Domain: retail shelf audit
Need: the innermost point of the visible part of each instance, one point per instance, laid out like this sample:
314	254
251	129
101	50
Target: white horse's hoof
+++
### Task directions
Every record must be transcribed precisely, down to the last character.

### Reply
Domain: retail shelf audit
Need: the innermost point of the visible part of each instance, one point per instance, laid out like this sample:
314	254
251	129
101	50
Target: white horse's hoof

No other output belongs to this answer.